> **Short task**
Set down all of the entries word for word, omitting the images they contain.

> **Task material**
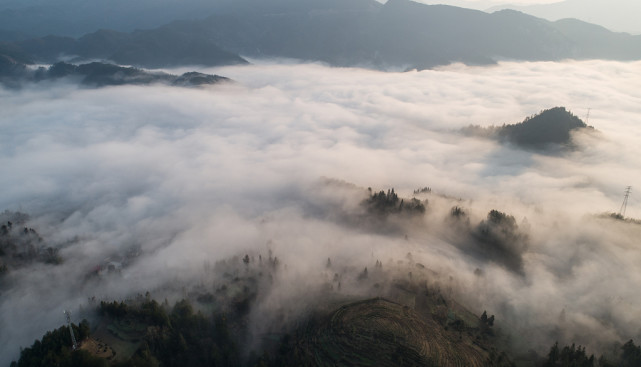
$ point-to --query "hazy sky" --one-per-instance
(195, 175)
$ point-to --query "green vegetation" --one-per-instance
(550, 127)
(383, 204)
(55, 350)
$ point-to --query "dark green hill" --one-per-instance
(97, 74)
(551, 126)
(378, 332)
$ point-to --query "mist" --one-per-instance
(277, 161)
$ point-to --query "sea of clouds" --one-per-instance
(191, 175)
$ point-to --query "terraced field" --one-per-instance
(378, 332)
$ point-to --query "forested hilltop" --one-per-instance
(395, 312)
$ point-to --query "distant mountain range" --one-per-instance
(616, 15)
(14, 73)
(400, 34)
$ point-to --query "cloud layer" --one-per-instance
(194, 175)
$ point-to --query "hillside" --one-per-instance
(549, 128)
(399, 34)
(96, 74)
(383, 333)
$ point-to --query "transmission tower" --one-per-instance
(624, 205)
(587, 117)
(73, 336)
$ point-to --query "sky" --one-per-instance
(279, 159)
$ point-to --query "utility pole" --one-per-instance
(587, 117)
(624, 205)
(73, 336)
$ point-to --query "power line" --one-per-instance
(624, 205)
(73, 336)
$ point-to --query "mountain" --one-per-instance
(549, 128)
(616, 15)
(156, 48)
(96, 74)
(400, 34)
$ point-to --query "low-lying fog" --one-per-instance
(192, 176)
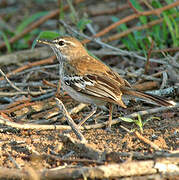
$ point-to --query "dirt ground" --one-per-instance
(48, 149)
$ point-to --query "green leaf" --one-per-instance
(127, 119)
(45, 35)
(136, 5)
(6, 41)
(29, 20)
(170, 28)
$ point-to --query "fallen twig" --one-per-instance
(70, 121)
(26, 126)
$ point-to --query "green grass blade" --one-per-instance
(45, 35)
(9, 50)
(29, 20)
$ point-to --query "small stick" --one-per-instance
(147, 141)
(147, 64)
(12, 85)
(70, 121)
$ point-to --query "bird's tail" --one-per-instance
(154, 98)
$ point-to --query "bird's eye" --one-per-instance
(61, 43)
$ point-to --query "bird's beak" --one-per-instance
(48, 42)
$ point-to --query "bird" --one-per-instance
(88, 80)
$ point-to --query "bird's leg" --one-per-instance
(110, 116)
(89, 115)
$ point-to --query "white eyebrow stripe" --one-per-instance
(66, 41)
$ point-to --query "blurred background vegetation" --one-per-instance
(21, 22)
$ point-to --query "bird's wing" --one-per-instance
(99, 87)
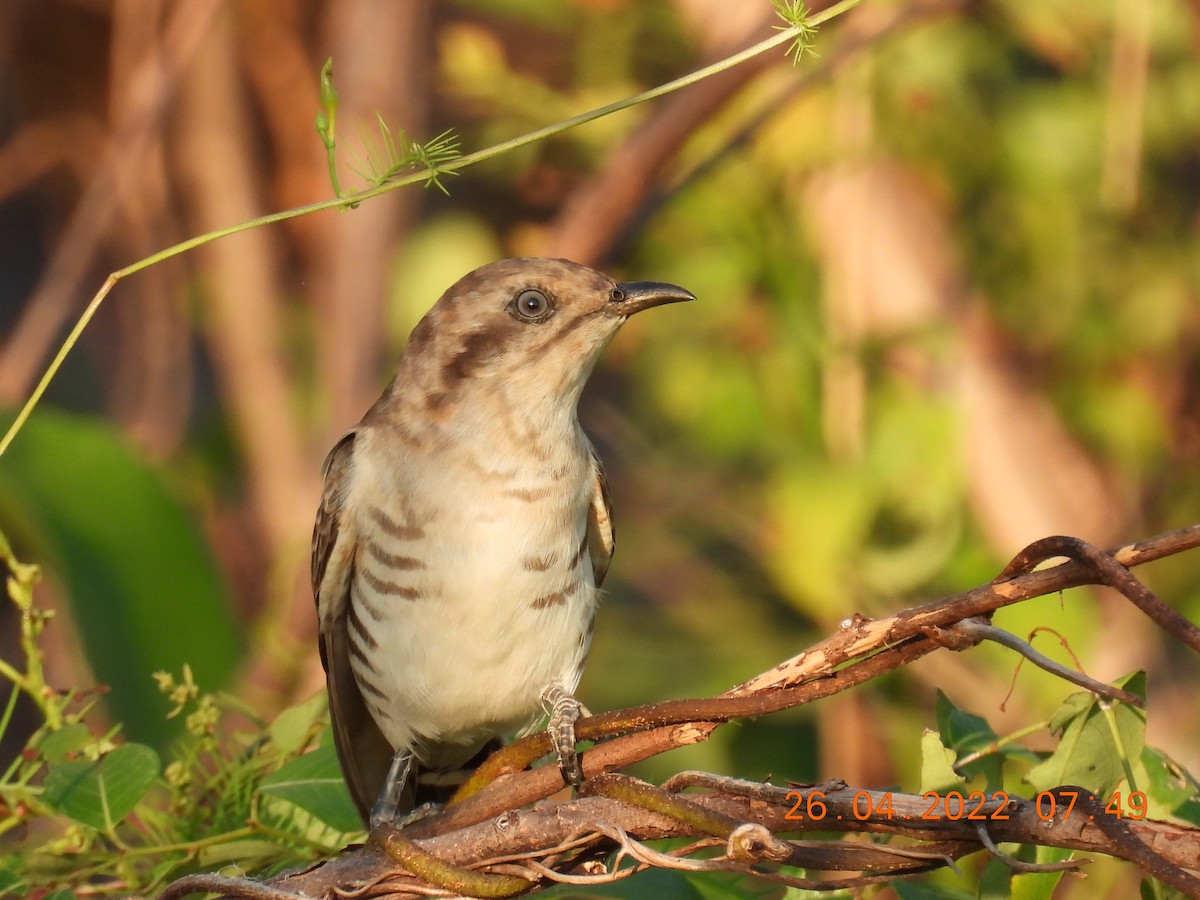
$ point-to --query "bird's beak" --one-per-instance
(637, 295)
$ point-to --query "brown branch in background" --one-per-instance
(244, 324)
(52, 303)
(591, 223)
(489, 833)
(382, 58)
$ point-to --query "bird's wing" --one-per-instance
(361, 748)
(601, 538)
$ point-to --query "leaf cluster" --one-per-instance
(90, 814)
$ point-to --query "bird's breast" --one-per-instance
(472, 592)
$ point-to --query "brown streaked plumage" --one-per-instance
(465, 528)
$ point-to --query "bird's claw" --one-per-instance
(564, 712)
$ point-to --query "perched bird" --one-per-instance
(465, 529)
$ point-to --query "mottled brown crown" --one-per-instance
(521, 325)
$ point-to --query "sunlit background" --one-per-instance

> **Exercise response**
$ point-to --query "hazy sky" --one-per-instance
(195, 175)
$ point-to --query "green vegetation" --one-per-instance
(550, 127)
(383, 204)
(55, 350)
$ point-to --query "dark green hill" --one-per-instance
(97, 74)
(551, 126)
(378, 332)
$ point-to --query "mist" --one-per-instance
(277, 161)
$ point-to --query "sea of clouds" --one-per-instance
(191, 175)
$ point-to --query "terraced field" --one-per-instance
(378, 332)
$ point-to --query "forested hilltop" --one-per-instance
(395, 312)
$ point-to --query "distant mountain range" --one-per-instance
(616, 15)
(14, 73)
(400, 34)
$ point-to --query "cloud layer" --one-per-instance
(194, 175)
$ point-to --query "hillside" --one-per-instance
(549, 128)
(399, 34)
(96, 74)
(383, 333)
$ point-to --query "transmission tower" --one-per-instance
(624, 205)
(587, 117)
(73, 336)
$ point-to --query "sky" --one-per-instance
(279, 159)
$ point-to --query "utility pole" --one-per-instance
(587, 117)
(624, 205)
(73, 336)
$ point-to --query "power line" --one-per-instance
(624, 205)
(73, 336)
$ point-to --query "mountain" --one-per-instance
(549, 128)
(616, 15)
(156, 48)
(96, 74)
(400, 34)
$ point-to --query "low-lying fog" --one-per-instance
(192, 176)
$ point-to --query "dirt ground" --one-per-instance
(48, 149)
$ point-to --query "green leaf" --one-per-instance
(127, 119)
(45, 35)
(136, 5)
(6, 41)
(29, 20)
(170, 28)
$ point-to --query "fallen twig" --one-per-instance
(70, 121)
(26, 126)
$ point-to --query "green grass blade" --one-per-instance
(45, 35)
(9, 50)
(29, 20)
$ point-to --query "small stick" --one-per-instance
(147, 141)
(147, 64)
(12, 85)
(70, 121)
$ point-to --query "bird's tail" --one-per-instance
(154, 98)
$ point-to --query "bird's eye" --one-per-instance
(61, 43)
$ point-to --query "bird's beak" --one-per-instance
(48, 42)
$ point-to --query "bird" --one-per-instance
(88, 80)
$ point-to --query "bird's leg" --one-per-instance
(110, 116)
(89, 115)
$ point-to --query "white eyebrow stripe" --one-per-instance
(66, 41)
$ point-to --query "blurred background vegetation" --one-per-instance
(21, 22)
$ point-to --query "bird's wing" --one-per-instance
(99, 87)
$ point-to --query "bird's beak" --one-per-instance
(637, 295)
$ point-to --query "brown branch in background" --one-per-instance
(244, 324)
(52, 303)
(591, 223)
(489, 833)
(382, 58)
$ point-to --query "bird's wing" --one-per-instance
(361, 748)
(601, 538)
$ point-to --query "leaf cluster" --one-per-instance
(90, 814)
$ point-to --query "bird's breast" --one-per-instance
(472, 592)
$ point-to --query "brown streaked plumage" --one-per-instance
(465, 528)
$ point-to --query "bird's claw" --one-per-instance
(564, 712)
$ point-to --query "perched bird" --one-per-instance
(465, 529)
$ point-to --query "mottled brown crown" --one-per-instance
(521, 325)
$ point-to --query "sunlit background" --one-per-instance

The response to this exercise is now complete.